Testing Spark Applications in Standalone
This post walks through an example of a cluster running in standalone mode. In the coming posts, we'll explore other examples, including clusters running a YARN cluster manager and Mesos cluster manager.
Table of Contents
- Setting up a SparkSession
- Launching Daemons
- Accessing Web UI for Daemons
- Caveat about PySpark Applications
- Launching Applications in Client Mode
- Launching Applications in Cluster Mode
Setting up a SparkSession
- Download Spark 2.4.6
- Create the file
./conf/spark-defaults.conf
:
spark.master=spark://localhost:7077
spark.eventLog.enabled=true
spark.eventLog.dir=./tmp/spark-events/
spark.history.fs.logDirectory=./tmp/spark-events/
spark.driver.memory=5g
- Create a Spark application:
# test.py
>>> from pyspark import SparkContext
>>> file = "~/data.txt" # path of data
>>> masterurl = 'spark://localhost:7077'
>>> sc = SparkContext(masterurl, 'myapp')
>>> data = sc.textFile(file).cache()
>>> num_a = data.filter(lambda s: 'a' in s).count()
>>> print(num_a)
>>> sc.stop()
Launching Daemons
-
Start a master daemon in standalone mode
$ ./sbin/start-master.sh
-
Start a worker daemon
$ ./sbin/start-slave.sh spark://localhost:7077
-
Start a history daemon
$ ./sbin/start-history-server.sh
-
Start a Spark application
$ ./bin/spark-submit \ --master spark://localhost:7077 \ test.py
-
Stopping the daemons
$ ./sbin/stop-master.sh $ ./sbin/stop-slave.sh $ ./sbin/stop-history-server.sh
Accessing Web UI for Daemons
Spark provides a web UI for each initialized daemon. By default, Spark creates a web UI for the master on port 8080
. The workers can take on different portsand can be accessed via the master web UI. The history server can be accessed on port 18080
by default. The table below summarizes the default locations for each web UI.
Daemon | Port |
---|---|
Master | 8080 |
Worker | 8081 |
History | 18080 |
Caveat about PySpark Applications
Notice, launching an application in client mode doesn't seem to trigger a driver according to the master's web UI. This doesn't mean a driver isn't launched in client mode. The driver is still launched within the spark-submit process. However, the master's web UI omits driver information if the application is running in client mode.

__________________________________________________

Required work:
[a] What default port does the Spark standalone page give for the history server's web UI?
[b] Which lines of the records contain the string "climbing"? Locate and copy each one, treating uppercase and lowercase as different.
The records have nothing to do with the Spark standalone page above.

__________________________________________________

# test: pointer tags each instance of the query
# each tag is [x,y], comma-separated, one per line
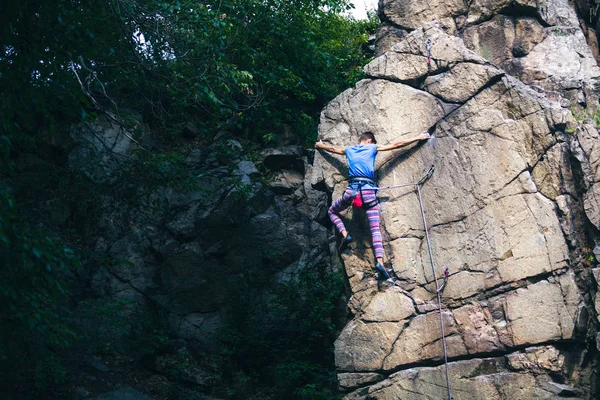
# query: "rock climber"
[361,185]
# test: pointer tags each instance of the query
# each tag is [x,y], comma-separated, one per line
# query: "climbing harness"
[358,201]
[428,44]
[438,287]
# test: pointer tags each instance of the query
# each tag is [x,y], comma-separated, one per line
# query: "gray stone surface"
[125,393]
[501,206]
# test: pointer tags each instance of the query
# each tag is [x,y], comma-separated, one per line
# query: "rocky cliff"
[510,96]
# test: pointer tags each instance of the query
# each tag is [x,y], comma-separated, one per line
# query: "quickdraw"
[438,288]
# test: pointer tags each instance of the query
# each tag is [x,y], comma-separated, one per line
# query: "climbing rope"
[428,44]
[438,287]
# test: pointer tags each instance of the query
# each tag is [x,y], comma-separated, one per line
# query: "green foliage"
[245,66]
[31,280]
[279,340]
[35,297]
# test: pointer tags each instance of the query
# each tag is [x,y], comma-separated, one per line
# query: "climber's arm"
[329,148]
[401,143]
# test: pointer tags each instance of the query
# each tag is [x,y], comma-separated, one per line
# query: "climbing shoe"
[345,242]
[383,274]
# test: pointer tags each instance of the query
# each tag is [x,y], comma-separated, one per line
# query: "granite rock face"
[513,207]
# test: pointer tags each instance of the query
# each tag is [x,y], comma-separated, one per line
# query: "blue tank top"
[361,161]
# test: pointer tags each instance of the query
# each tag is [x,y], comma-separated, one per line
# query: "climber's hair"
[367,136]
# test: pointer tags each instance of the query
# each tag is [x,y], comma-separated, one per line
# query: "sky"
[361,7]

__________________________________________________

Full solutions:
[a] 18080

[b]
# query: "climbing harness"
# query: "climbing rope"
# query: "climbing shoe"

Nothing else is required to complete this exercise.